▸ **Exercício 1**: Devolva, do acórdão sobre responsabilidades parentais, o trecho que vai de "Em 21.9.2022, foi" até "no Reino Unido.".
▸ **Exercício 2**: Segundo o acórdão sobre responsabilidades parentais, por que motivo o requerente defende que Portugal é o país competente para conhecer da causa? Responda em uma a três frases.
▸ **Exercício 3**: Prolongue o acórdão sobre responsabilidades parentais a partir do ponto em que o texto termina.

▸ **Texto extraído**:
+++
Acórdão nº 2399/22.9T8VFX.L1-7 de Tribunal da Relação de Lisboa, 18-04-2023

Data de Julgamento18 Abril 2023
Ano2023
Número Acordão2399/22.9T8VFX.L1-7
ÓrgãoTribunal da Relação de Lisboa
Acordam os Juízes na 7ª Secção do Tribunal da Relação de Lisboa

I- Relatório:
A , com domicílio em Portugal, na Rua …, e também em Angola na morada que indica, veio, em 12.7.2022, requerer contra B, residente na Rua …, junto do Juízo de Família e Menores de Vila Franca de Xira, a presente ação para regulação do exercício das responsabilidades parentais relativamente aos filhos de ambos, C e D , nascidos em …, no concelho de Vila Franca de Xira. Alega, além do mais, que não vivendo requerente e requerida como casal, nem residindo na mesma casa, em Dezembro de 2020 a requerida solicitou ao requerente autorização para levar consigo as crianças a Manchester, no Reino Unido, pelo período de 15 dias, sendo que desde então estes ali permanecem à revelia do requerente, tendo a progenitora entretanto solicitado autorização de residência dos menores naquele país. Refere desconhecer o paradeiro concreto dos filhos e não conseguir manter contactos regulares com os mesmos. Diz também continuar a enviar as quantias solicitadas pela requerida para, alegadamente, assegurar a subsistência dos menores, pelo que aquela apenas se mantém no Reino Unido, onde não trabalha, graças às quantias monetárias que o requerente lhe remete. Sustenta que sendo aplicável às relações entre o Reino Unido e Portugal a Convenção de Haia de 1996, será Portugal o país competente para conhecer da presente causa, por ser este o da residência habitual dos menores, sita na morada do domicílio do requerente em Portugal. Propõe o regime provisório que entende ser o adequado à situação, reclamando, no essencial, que os filhos fiquem consigo a residir, ao requerente cabendo em exclusivo o exercício das responsabilidades parentais e todas as decisões de particular importância para a vida dos menores, sem prejuízo da fixação ulterior de uma “residência alternada, assim que a progenitora demonstre condições para o efeito”.
Em 21.9.2022, foi proferida a seguinte decisão: “(…) De acordo com os factos alegados, o requerente reside em Portugal e em Angola, ao passo que a requerida e as crianças residem, desde Dezembro de 2020, no Reino Unido.
+++
▸ **Linhas fornecidas**:
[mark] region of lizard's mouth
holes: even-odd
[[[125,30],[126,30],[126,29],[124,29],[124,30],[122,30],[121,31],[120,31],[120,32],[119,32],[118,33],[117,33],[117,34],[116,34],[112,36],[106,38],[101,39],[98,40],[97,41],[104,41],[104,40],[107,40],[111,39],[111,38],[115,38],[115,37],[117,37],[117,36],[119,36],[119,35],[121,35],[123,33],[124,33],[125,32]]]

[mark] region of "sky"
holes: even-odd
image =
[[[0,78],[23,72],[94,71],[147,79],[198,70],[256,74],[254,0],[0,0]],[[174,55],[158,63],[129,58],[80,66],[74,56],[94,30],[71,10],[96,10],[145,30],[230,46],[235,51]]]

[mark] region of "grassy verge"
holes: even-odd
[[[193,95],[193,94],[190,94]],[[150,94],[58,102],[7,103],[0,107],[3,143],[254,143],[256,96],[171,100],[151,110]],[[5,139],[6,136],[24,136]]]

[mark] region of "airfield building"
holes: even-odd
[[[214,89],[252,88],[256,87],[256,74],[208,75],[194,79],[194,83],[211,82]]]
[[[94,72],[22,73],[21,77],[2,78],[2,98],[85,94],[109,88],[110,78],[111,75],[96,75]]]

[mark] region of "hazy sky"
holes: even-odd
+++
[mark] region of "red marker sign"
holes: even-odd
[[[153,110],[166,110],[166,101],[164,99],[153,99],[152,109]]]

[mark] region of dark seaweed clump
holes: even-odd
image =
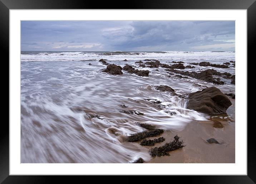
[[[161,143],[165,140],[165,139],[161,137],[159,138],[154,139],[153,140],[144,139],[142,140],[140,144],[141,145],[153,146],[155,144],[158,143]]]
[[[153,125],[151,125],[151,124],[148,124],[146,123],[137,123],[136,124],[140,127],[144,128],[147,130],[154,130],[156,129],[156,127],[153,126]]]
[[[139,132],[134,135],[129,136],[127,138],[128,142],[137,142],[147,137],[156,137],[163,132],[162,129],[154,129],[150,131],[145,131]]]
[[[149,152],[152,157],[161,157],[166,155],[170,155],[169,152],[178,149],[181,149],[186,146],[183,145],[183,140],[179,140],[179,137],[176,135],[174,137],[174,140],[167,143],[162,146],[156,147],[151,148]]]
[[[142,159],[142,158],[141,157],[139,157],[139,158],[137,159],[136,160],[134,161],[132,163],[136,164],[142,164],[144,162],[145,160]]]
+++
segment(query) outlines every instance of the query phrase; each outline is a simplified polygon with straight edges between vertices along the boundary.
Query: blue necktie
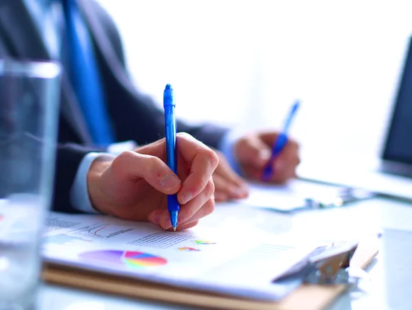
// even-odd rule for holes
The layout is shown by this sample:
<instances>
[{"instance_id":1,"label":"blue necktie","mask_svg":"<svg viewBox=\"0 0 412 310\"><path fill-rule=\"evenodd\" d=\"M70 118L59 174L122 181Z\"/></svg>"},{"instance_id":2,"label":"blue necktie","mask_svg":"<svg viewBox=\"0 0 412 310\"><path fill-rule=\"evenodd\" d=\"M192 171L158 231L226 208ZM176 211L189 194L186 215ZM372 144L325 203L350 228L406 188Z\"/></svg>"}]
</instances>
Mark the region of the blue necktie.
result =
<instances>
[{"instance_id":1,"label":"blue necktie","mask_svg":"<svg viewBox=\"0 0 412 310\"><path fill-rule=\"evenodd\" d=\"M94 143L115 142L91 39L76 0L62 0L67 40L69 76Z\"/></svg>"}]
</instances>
+++
▸ **Resposta escrita 1**:
Em 21.9.2022, foi proferida a seguinte decisão: “(…) De acordo com os factos alegados, o requerente reside em Portugal e em Angola, ao passo que a requerida e as crianças residem, desde Dezembro de 2020, no Reino Unido.

▸ **Resposta escrita 2**: O requerente defende que a Convenção de Haia de 1996 se aplica às relações entre o Reino Unido e Portugal. Por isso, Portugal seria competente por ser o país da residência habitual dos menores, situada na morada do domicílio do requerente em Portugal.

▸ **Resposta escrita 3**:
Conforme estipula o artº 59° do C.P.C. "Sem prejuízo do que se encontre estabelecido em regulamentos europeus e em outros instrumentos internacionais, os tribunais portugueses são internacionalmente competentes quando se verifique algum dos elementos de conexão referidos nos artigos 62º e 63º ou quando as partes lhes tenham atribuído competência nos termos do artigo 94º."
Ao caso "sub judice" aplica-se a Convenção relativa à Competência, à Lei Aplicável, ao Reconhecimento, à Execução e à Cooperação em Matéria de Responsabilidade Parental e Medidas de Protecção das Crianças, adoptada em Haia em 19 de Outubro de 1996, à qual Portugal aderiu.
De acordo com o disposto no art° 5º, n° 1 da mencionada Convenção, "As autoridades jurídicas ou administrativas do Estado Contratante no qual a criança tem a sua residência habitual possuem competência para tomar as medidas necessárias à protecção da pessoa ou bens da criança.".
Assim, de acordo com o referido preceito legal, conclui-se que competente para conhecer da presente acção são os tribunais ingleses.
Acresce que, no caso em análise, não é de aplicar o previsto no nº 7 do art. 9º do RGPTC, o qual pressupõe que o tribunal português tenha competência internacional, o que não se verifica in casu.
Por último, refira-se, ainda, que uma vez que as crianças residem no Reino Unido há quase dois anos, os tribunais deste país encontram-se em melhor posição para decidir da causa, melhor salvaguardando o superior interesse das crianças.
Face ao supra exposto, considero que a competência para o conhecimento da presente acção é dos tribunais ingleses e, consequentemente, declaro a incompetência internacional deste Tribunal.
Custas pelo requerente, com o mínimo de taxa de justiça.
Valor da acção e tributário: 30.000,01.”
Inconformado, interpôs recurso o requerente, A , apresentando alegações que culmina com as seguintes conclusões que se transcrevem:

A. Vem o presente recurso interposto da sentença que declarou a incompetência internacional do Tribunal a quo.
B. Ora, o Apelante intentou a ação especial para regulação do exercício das responsabilidades parentais, junto do Tribunal Judicial da Comarca de Lisboa Norte (Juízo de Família e Menores de Vila Franca de Xira) por ser o Tribunal territorialmente competente.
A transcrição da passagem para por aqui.